§ **TASK OBJECTIVE**
Wherever the word "below" appears in a line of the records, copy that line.

------ MATERIALS PROVIDED

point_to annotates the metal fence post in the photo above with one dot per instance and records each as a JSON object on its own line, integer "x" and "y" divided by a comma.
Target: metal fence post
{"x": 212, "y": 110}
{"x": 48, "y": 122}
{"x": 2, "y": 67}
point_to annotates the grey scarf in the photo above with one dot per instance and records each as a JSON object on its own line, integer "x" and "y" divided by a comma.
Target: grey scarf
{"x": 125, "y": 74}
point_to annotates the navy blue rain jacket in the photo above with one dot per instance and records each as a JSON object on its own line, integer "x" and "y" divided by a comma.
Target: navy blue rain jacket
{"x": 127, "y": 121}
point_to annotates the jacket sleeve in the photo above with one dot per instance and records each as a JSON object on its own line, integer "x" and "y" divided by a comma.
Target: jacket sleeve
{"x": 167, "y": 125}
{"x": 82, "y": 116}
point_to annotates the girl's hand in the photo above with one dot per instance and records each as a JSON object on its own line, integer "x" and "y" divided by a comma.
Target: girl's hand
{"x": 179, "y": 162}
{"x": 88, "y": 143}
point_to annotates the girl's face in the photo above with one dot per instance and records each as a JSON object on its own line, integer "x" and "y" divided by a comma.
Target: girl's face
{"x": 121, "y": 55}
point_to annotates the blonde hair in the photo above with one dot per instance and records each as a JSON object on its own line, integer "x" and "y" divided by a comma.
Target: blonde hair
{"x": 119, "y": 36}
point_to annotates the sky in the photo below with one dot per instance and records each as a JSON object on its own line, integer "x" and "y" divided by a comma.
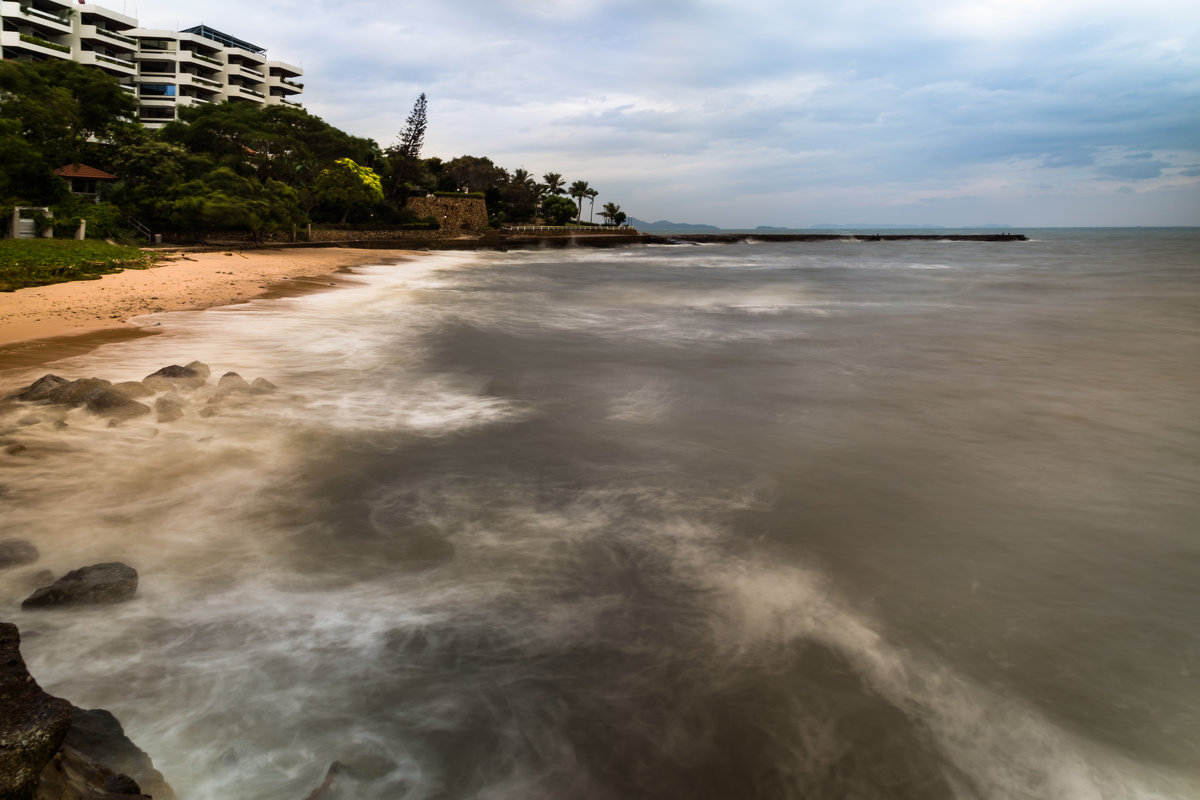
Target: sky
{"x": 1029, "y": 113}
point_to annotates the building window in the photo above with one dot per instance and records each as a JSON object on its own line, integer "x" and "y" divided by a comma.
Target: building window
{"x": 157, "y": 90}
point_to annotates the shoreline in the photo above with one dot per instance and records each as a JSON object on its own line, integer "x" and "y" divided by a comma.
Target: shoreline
{"x": 47, "y": 323}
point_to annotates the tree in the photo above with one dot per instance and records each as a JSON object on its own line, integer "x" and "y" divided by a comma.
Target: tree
{"x": 579, "y": 191}
{"x": 225, "y": 199}
{"x": 553, "y": 184}
{"x": 348, "y": 186}
{"x": 592, "y": 202}
{"x": 609, "y": 214}
{"x": 52, "y": 113}
{"x": 413, "y": 136}
{"x": 520, "y": 196}
{"x": 557, "y": 209}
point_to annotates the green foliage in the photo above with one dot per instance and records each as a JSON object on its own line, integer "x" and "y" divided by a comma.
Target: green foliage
{"x": 37, "y": 262}
{"x": 413, "y": 134}
{"x": 268, "y": 142}
{"x": 580, "y": 190}
{"x": 149, "y": 170}
{"x": 58, "y": 106}
{"x": 226, "y": 200}
{"x": 557, "y": 209}
{"x": 105, "y": 220}
{"x": 348, "y": 186}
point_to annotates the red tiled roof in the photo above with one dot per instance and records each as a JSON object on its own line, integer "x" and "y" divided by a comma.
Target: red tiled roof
{"x": 83, "y": 170}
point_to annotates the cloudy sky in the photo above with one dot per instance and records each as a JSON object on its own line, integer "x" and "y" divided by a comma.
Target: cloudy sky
{"x": 773, "y": 112}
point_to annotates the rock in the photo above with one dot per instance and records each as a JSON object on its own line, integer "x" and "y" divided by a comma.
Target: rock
{"x": 169, "y": 407}
{"x": 33, "y": 723}
{"x": 262, "y": 386}
{"x": 232, "y": 384}
{"x": 107, "y": 402}
{"x": 76, "y": 392}
{"x": 99, "y": 583}
{"x": 16, "y": 552}
{"x": 73, "y": 775}
{"x": 41, "y": 388}
{"x": 99, "y": 735}
{"x": 174, "y": 377}
{"x": 132, "y": 389}
{"x": 199, "y": 368}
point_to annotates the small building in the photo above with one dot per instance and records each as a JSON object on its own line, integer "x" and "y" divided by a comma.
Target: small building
{"x": 84, "y": 180}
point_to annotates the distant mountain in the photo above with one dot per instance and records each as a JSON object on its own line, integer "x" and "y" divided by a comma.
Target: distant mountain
{"x": 665, "y": 227}
{"x": 868, "y": 226}
{"x": 865, "y": 226}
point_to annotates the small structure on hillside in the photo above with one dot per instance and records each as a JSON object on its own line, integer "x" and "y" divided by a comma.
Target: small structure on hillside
{"x": 84, "y": 180}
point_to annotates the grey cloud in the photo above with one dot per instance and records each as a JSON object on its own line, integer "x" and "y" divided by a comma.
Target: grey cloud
{"x": 1133, "y": 170}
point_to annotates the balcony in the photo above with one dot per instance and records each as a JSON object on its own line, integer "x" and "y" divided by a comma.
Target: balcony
{"x": 124, "y": 66}
{"x": 94, "y": 31}
{"x": 204, "y": 82}
{"x": 118, "y": 37}
{"x": 60, "y": 24}
{"x": 207, "y": 59}
{"x": 36, "y": 44}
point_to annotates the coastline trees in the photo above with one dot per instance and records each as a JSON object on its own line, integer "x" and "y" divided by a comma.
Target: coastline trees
{"x": 239, "y": 166}
{"x": 348, "y": 186}
{"x": 553, "y": 184}
{"x": 579, "y": 191}
{"x": 557, "y": 209}
{"x": 405, "y": 169}
{"x": 612, "y": 214}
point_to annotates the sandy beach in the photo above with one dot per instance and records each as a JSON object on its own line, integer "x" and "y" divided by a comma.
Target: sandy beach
{"x": 40, "y": 324}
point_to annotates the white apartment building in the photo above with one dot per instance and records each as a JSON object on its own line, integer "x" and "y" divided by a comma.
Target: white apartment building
{"x": 165, "y": 70}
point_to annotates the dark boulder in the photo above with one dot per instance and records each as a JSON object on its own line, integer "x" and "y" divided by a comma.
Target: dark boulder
{"x": 41, "y": 388}
{"x": 76, "y": 392}
{"x": 132, "y": 389}
{"x": 169, "y": 407}
{"x": 72, "y": 775}
{"x": 51, "y": 750}
{"x": 107, "y": 402}
{"x": 33, "y": 723}
{"x": 262, "y": 386}
{"x": 232, "y": 384}
{"x": 100, "y": 735}
{"x": 174, "y": 377}
{"x": 199, "y": 368}
{"x": 16, "y": 552}
{"x": 99, "y": 583}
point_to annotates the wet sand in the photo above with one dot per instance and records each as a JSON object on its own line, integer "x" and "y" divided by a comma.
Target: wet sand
{"x": 42, "y": 324}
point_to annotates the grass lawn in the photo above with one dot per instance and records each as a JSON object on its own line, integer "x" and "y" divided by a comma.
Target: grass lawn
{"x": 37, "y": 262}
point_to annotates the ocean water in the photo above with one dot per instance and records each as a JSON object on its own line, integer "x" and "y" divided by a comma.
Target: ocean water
{"x": 843, "y": 519}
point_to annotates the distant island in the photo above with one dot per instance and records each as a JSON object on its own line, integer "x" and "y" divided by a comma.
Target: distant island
{"x": 664, "y": 226}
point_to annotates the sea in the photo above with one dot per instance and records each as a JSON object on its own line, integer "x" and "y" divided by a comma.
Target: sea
{"x": 841, "y": 519}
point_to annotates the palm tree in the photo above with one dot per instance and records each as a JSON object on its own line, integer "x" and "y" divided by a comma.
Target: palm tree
{"x": 609, "y": 212}
{"x": 579, "y": 191}
{"x": 553, "y": 182}
{"x": 592, "y": 200}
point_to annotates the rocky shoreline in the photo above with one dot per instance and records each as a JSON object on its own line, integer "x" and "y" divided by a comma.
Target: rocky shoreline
{"x": 52, "y": 750}
{"x": 49, "y": 749}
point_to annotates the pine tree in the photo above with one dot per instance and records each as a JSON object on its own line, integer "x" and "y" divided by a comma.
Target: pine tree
{"x": 414, "y": 131}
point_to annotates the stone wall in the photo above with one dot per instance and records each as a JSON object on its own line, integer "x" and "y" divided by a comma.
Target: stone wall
{"x": 451, "y": 212}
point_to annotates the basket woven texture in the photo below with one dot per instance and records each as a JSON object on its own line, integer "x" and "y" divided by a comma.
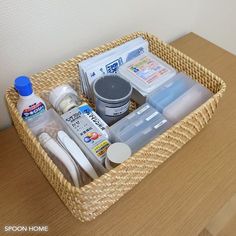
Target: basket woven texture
{"x": 88, "y": 202}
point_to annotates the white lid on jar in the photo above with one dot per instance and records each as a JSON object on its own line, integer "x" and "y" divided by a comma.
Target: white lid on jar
{"x": 118, "y": 152}
{"x": 59, "y": 93}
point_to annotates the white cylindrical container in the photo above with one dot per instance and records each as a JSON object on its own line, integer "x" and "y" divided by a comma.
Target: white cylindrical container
{"x": 63, "y": 98}
{"x": 116, "y": 154}
{"x": 112, "y": 93}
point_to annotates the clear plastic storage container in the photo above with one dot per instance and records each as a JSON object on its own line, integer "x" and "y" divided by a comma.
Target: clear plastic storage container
{"x": 139, "y": 127}
{"x": 178, "y": 97}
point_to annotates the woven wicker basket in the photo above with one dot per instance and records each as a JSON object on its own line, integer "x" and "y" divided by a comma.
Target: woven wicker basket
{"x": 93, "y": 199}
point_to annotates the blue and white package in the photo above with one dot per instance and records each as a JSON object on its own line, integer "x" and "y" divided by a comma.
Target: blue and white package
{"x": 109, "y": 62}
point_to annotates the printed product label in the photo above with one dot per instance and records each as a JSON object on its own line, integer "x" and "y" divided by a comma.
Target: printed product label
{"x": 98, "y": 122}
{"x": 160, "y": 124}
{"x": 116, "y": 111}
{"x": 148, "y": 69}
{"x": 101, "y": 149}
{"x": 33, "y": 111}
{"x": 87, "y": 132}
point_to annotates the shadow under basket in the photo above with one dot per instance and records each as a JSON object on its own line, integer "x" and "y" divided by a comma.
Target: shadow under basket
{"x": 89, "y": 201}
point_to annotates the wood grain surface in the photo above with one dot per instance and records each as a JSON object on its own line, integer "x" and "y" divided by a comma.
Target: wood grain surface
{"x": 179, "y": 198}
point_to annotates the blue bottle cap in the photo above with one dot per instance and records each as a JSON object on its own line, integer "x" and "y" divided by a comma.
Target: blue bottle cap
{"x": 23, "y": 85}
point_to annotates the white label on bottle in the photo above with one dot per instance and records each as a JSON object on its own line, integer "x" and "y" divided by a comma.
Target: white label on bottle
{"x": 160, "y": 124}
{"x": 143, "y": 110}
{"x": 152, "y": 115}
{"x": 116, "y": 111}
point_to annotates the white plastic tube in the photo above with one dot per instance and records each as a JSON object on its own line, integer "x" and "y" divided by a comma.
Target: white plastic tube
{"x": 186, "y": 103}
{"x": 76, "y": 153}
{"x": 52, "y": 146}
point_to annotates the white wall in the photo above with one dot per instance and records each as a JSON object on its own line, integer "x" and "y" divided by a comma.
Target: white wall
{"x": 215, "y": 20}
{"x": 35, "y": 35}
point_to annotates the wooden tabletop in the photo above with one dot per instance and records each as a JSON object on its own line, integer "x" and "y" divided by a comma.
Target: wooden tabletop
{"x": 178, "y": 198}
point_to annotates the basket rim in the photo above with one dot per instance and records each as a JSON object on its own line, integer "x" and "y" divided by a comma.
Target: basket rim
{"x": 85, "y": 188}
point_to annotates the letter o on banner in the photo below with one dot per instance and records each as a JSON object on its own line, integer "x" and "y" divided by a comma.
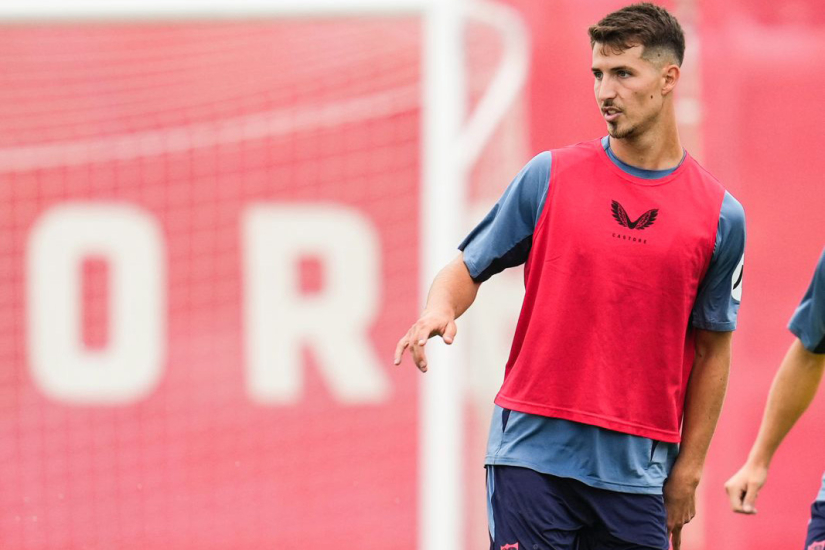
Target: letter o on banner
{"x": 130, "y": 240}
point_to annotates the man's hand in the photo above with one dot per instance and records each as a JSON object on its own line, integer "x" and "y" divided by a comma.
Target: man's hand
{"x": 431, "y": 323}
{"x": 680, "y": 504}
{"x": 744, "y": 487}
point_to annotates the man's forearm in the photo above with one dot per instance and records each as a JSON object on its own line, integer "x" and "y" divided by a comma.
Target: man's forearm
{"x": 703, "y": 402}
{"x": 453, "y": 289}
{"x": 792, "y": 391}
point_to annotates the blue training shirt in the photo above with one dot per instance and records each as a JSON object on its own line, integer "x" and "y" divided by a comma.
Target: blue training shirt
{"x": 595, "y": 456}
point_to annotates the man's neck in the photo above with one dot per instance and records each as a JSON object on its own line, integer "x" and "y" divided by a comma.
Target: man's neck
{"x": 653, "y": 150}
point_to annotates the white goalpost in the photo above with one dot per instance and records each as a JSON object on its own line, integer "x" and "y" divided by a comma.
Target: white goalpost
{"x": 451, "y": 141}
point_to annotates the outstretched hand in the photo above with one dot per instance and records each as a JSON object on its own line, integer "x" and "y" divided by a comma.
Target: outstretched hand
{"x": 431, "y": 323}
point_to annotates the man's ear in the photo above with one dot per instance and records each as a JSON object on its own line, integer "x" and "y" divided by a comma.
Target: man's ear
{"x": 670, "y": 77}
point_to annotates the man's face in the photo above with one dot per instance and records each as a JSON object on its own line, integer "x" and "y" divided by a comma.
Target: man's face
{"x": 628, "y": 90}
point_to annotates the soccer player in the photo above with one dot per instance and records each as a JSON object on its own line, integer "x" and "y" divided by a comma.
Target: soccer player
{"x": 792, "y": 391}
{"x": 633, "y": 271}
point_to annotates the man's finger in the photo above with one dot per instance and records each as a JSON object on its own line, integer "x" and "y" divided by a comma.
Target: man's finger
{"x": 735, "y": 496}
{"x": 676, "y": 538}
{"x": 450, "y": 332}
{"x": 399, "y": 350}
{"x": 419, "y": 357}
{"x": 749, "y": 502}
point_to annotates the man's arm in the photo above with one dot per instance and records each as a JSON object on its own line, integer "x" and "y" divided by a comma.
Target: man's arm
{"x": 703, "y": 403}
{"x": 453, "y": 291}
{"x": 793, "y": 389}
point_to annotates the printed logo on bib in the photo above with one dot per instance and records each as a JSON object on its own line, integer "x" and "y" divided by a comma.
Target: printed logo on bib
{"x": 736, "y": 280}
{"x": 642, "y": 222}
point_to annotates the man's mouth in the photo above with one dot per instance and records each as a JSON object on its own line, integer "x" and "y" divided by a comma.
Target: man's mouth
{"x": 610, "y": 113}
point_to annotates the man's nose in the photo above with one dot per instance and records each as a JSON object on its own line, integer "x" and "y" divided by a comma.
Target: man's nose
{"x": 605, "y": 90}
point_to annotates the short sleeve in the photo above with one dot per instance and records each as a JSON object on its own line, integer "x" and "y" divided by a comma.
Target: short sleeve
{"x": 717, "y": 302}
{"x": 808, "y": 321}
{"x": 504, "y": 237}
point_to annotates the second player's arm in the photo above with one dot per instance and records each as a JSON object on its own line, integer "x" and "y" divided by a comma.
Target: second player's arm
{"x": 792, "y": 391}
{"x": 452, "y": 292}
{"x": 703, "y": 404}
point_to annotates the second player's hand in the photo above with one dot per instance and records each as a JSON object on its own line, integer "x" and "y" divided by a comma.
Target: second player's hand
{"x": 680, "y": 504}
{"x": 744, "y": 487}
{"x": 431, "y": 323}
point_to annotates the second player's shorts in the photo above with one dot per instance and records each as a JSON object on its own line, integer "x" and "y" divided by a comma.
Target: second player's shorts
{"x": 533, "y": 511}
{"x": 816, "y": 529}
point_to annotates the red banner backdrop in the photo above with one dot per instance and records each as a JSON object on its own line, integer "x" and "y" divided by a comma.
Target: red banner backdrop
{"x": 153, "y": 177}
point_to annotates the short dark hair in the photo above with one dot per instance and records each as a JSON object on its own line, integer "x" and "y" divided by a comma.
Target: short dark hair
{"x": 644, "y": 24}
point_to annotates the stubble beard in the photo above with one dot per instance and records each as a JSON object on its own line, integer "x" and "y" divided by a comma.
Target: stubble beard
{"x": 616, "y": 132}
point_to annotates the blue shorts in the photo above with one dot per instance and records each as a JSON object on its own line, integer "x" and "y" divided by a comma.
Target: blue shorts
{"x": 529, "y": 510}
{"x": 816, "y": 528}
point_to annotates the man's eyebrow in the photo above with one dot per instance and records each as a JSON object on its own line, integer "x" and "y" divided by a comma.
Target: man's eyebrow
{"x": 612, "y": 69}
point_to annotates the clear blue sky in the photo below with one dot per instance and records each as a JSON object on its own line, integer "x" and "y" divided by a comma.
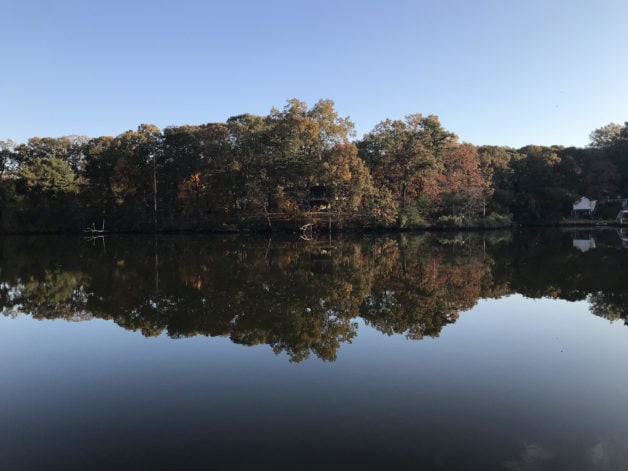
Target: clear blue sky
{"x": 504, "y": 72}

------------

§ **ANSWER SPACE**
point_to annotates the sky in the photo below with one dot per instance and records each as a JSON object on its own line, integer "x" and "y" divided by a comma.
point_to annotates the basket woven texture in the photo below with one dot per instance and records each as a JSON object on its own line, integer "x" and "y" divided by a comma.
point_to annotates the letter o on banner in the photo below with one dot per instance and records each as a JSON object on its own line, integer "x" and "y" divided by a comma.
point_to annotates the clear blue sky in the photo below with one dot per instance and records each as a JSON object on its own line, integer "x" and "y" divided by a comma.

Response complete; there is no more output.